About this exercise> Where a line of the records contains the word "backdrop", show that line.

Available records>
****************************************

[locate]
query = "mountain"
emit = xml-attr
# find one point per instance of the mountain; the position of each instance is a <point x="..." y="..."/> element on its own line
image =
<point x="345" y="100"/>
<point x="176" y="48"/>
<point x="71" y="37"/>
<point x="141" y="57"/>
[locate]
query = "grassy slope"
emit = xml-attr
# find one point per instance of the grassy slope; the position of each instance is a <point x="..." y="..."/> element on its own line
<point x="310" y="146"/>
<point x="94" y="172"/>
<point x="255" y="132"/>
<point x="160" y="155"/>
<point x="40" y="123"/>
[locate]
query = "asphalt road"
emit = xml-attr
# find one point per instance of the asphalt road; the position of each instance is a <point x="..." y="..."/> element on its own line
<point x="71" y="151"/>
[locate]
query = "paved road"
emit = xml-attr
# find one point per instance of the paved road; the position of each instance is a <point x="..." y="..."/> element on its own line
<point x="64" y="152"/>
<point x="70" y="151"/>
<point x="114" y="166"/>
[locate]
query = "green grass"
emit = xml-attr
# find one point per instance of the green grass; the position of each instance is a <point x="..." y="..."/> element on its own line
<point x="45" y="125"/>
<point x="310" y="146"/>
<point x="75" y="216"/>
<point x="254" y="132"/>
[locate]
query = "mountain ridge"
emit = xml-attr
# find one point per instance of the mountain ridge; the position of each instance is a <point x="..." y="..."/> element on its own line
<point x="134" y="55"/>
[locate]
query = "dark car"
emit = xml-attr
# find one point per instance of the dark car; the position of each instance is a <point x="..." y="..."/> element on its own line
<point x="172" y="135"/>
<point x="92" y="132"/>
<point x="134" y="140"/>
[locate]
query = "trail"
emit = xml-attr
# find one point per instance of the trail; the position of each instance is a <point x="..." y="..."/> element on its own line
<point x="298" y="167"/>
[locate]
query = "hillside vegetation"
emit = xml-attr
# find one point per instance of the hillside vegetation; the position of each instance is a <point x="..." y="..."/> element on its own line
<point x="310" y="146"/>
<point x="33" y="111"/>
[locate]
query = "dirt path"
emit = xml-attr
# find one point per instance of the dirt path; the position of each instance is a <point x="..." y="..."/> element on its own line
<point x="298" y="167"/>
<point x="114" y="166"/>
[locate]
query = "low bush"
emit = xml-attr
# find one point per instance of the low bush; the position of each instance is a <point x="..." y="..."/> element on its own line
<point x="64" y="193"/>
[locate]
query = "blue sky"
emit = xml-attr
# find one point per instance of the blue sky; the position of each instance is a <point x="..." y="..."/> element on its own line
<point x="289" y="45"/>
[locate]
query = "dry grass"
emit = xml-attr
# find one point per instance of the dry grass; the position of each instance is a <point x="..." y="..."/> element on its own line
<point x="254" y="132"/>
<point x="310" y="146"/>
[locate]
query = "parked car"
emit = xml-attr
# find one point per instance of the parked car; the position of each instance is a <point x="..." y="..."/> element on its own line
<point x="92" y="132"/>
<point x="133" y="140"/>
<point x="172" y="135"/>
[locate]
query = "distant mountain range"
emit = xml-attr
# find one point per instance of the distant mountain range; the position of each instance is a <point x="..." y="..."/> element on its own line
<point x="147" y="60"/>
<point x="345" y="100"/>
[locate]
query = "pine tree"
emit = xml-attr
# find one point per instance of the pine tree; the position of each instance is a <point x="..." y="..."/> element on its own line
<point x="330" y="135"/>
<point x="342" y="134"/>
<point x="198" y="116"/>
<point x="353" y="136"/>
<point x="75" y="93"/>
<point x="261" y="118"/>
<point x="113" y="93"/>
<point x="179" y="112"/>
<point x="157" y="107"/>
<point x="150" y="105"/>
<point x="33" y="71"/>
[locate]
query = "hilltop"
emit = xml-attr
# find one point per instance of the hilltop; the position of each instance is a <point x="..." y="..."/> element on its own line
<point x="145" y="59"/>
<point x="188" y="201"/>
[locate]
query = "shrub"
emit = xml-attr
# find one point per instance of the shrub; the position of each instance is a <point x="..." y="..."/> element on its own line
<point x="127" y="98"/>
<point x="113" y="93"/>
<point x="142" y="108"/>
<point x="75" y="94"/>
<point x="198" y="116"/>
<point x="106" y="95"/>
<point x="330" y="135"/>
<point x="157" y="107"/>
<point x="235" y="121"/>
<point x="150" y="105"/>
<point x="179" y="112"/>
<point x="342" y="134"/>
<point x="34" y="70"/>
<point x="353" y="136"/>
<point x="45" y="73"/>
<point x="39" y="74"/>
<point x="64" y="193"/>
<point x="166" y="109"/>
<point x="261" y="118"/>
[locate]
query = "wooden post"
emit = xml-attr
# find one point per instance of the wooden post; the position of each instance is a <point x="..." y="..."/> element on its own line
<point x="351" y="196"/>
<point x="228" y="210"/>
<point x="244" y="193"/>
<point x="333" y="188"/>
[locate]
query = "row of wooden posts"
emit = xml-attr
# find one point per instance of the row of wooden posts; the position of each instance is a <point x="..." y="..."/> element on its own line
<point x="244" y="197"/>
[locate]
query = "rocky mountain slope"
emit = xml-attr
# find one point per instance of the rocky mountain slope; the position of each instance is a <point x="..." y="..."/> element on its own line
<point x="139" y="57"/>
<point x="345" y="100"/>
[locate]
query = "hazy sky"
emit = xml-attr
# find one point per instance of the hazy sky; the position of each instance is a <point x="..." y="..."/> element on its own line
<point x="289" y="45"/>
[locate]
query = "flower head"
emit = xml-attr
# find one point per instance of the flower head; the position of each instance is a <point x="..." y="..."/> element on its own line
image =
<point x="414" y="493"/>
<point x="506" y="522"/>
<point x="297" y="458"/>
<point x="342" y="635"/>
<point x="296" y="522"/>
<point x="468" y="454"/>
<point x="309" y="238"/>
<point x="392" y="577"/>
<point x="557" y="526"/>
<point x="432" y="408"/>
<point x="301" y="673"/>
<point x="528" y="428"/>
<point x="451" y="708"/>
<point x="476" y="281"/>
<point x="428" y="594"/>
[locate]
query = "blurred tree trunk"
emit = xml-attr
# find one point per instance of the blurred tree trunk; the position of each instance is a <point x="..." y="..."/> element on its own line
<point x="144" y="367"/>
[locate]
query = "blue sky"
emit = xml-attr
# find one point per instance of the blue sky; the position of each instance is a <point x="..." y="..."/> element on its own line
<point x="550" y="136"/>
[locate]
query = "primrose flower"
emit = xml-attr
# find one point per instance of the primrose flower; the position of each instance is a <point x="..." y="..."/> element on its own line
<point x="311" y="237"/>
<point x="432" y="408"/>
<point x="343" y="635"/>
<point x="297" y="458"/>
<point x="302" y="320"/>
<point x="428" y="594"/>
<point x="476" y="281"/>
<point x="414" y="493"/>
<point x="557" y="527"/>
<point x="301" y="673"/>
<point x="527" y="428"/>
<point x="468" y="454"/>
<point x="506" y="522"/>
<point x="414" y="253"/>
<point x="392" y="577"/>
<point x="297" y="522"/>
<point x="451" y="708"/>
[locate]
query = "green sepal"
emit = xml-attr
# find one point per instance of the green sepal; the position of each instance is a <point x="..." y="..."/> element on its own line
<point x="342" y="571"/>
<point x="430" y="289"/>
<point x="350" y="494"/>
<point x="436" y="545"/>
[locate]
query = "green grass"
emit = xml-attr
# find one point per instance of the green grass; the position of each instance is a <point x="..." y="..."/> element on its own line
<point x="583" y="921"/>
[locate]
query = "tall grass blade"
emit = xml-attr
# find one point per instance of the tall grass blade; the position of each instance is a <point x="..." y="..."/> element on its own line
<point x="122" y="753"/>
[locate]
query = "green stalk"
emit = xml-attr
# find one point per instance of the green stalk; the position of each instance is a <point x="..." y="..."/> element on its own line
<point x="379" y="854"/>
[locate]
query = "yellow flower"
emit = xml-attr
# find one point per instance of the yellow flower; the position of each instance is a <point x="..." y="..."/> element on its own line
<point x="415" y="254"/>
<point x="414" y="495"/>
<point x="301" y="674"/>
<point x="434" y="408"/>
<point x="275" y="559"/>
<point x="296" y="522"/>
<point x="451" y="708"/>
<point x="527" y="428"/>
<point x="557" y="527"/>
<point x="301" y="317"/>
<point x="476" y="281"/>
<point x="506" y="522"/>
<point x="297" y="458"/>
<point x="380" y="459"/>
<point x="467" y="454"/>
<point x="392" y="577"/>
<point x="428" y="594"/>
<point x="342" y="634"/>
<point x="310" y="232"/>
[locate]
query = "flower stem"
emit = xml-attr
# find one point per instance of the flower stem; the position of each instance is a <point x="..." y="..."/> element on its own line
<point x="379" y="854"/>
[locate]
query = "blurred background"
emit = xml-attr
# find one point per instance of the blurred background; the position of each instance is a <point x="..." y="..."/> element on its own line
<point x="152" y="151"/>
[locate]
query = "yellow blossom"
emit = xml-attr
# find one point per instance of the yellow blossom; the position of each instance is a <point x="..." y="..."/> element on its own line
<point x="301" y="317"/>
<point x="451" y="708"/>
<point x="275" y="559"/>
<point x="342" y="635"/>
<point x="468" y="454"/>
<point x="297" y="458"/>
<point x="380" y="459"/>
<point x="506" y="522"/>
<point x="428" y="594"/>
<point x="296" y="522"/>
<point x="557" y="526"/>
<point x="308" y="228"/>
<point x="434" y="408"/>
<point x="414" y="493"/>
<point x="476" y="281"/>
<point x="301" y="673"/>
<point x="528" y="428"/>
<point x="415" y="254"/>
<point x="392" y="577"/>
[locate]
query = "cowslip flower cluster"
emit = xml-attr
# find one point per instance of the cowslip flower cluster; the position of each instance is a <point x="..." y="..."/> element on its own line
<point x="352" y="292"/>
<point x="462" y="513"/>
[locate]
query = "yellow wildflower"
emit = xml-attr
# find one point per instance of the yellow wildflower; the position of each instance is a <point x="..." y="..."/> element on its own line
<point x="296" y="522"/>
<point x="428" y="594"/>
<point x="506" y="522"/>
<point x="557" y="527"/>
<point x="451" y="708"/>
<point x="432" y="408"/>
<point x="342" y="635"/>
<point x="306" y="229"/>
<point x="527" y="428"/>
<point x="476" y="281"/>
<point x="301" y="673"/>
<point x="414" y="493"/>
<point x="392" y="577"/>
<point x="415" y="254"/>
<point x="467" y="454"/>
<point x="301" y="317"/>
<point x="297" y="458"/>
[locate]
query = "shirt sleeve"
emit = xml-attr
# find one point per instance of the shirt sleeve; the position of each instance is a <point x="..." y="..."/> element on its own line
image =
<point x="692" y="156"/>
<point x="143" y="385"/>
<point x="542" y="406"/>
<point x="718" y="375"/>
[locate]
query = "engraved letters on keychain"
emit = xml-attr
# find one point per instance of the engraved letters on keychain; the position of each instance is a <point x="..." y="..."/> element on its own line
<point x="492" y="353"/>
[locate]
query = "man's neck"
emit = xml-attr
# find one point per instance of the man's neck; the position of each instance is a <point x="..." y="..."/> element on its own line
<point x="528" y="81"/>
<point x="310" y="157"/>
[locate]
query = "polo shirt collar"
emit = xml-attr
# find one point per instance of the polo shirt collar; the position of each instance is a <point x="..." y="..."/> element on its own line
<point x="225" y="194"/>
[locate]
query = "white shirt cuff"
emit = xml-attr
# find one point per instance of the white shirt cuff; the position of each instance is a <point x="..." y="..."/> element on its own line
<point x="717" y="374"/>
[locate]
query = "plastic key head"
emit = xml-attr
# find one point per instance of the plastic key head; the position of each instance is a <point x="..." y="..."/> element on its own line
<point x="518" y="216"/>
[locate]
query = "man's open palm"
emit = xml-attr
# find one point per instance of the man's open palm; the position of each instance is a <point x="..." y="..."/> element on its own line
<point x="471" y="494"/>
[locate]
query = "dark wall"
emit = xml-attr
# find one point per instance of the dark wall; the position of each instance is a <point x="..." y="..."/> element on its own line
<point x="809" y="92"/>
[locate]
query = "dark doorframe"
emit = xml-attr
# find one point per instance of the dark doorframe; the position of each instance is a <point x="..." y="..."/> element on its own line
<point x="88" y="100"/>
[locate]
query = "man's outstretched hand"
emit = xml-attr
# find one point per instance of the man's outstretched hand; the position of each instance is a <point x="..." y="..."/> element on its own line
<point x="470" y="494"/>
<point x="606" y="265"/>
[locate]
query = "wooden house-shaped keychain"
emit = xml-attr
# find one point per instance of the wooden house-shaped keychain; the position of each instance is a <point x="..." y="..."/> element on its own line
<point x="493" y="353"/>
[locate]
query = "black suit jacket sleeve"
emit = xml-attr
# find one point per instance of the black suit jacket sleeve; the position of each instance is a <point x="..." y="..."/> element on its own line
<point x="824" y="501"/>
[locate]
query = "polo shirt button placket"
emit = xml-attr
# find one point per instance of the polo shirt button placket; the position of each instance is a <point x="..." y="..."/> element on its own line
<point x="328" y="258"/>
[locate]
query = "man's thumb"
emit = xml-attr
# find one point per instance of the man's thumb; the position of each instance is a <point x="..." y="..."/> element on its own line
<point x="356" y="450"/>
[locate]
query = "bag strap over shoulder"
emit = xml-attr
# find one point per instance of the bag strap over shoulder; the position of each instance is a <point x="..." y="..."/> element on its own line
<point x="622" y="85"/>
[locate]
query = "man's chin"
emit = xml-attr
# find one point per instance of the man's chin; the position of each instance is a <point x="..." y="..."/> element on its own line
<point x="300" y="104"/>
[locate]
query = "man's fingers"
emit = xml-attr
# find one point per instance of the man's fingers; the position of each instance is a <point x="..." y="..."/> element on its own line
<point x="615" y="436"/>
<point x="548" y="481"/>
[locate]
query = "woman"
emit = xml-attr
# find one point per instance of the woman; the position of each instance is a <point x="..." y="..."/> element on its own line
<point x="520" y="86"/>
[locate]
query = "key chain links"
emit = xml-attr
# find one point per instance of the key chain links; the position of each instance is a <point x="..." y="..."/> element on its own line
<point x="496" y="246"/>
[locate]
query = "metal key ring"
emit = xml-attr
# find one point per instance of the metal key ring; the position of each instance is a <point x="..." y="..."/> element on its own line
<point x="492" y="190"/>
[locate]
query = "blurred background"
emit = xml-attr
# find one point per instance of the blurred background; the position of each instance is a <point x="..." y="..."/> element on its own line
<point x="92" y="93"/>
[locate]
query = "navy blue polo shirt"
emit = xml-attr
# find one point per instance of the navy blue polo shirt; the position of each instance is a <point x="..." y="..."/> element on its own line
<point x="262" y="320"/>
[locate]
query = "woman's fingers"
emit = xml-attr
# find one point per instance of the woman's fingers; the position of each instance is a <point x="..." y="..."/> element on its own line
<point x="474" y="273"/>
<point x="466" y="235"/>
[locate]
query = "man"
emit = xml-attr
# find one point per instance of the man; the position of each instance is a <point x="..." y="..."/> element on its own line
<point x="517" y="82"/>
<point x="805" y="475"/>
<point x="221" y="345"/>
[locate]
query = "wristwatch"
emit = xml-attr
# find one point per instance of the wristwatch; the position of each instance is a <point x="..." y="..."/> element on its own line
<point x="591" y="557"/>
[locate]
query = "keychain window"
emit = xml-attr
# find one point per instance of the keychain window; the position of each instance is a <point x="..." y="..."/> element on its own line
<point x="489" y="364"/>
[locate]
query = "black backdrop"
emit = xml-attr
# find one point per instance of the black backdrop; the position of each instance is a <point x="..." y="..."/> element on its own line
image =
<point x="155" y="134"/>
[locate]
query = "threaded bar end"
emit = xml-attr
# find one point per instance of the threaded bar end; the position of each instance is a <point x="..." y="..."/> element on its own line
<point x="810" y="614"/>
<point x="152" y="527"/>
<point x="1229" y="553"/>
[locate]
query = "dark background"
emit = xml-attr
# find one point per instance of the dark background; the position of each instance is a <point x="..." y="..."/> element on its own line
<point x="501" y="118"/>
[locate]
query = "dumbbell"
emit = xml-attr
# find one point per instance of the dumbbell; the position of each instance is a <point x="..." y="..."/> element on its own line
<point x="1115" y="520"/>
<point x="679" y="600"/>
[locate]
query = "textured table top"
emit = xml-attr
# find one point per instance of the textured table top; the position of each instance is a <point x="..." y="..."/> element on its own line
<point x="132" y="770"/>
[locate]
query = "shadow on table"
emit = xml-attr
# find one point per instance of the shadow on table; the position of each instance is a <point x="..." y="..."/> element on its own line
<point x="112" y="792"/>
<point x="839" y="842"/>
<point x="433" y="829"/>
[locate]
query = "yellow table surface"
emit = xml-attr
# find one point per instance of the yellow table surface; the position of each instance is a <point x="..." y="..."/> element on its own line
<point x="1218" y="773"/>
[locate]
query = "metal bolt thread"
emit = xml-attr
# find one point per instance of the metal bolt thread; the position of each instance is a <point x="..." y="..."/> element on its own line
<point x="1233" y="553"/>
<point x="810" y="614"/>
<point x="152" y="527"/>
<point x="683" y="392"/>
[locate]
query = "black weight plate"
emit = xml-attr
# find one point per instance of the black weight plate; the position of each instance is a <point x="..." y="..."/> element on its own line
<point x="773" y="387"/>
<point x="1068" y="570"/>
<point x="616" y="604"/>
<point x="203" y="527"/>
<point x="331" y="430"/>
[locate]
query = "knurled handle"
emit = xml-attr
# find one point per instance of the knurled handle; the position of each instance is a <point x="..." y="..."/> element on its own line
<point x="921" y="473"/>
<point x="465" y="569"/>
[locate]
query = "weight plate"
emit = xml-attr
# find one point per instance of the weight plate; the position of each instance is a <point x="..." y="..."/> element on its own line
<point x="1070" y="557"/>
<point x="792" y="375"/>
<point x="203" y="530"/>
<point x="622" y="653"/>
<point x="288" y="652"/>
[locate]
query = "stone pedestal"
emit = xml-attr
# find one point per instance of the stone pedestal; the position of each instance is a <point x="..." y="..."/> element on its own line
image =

****************************************

Result for this task>
query = "black backdrop"
# find one point per instance of the black backdrop; the position of each instance is a <point x="..." y="..."/> element on its own line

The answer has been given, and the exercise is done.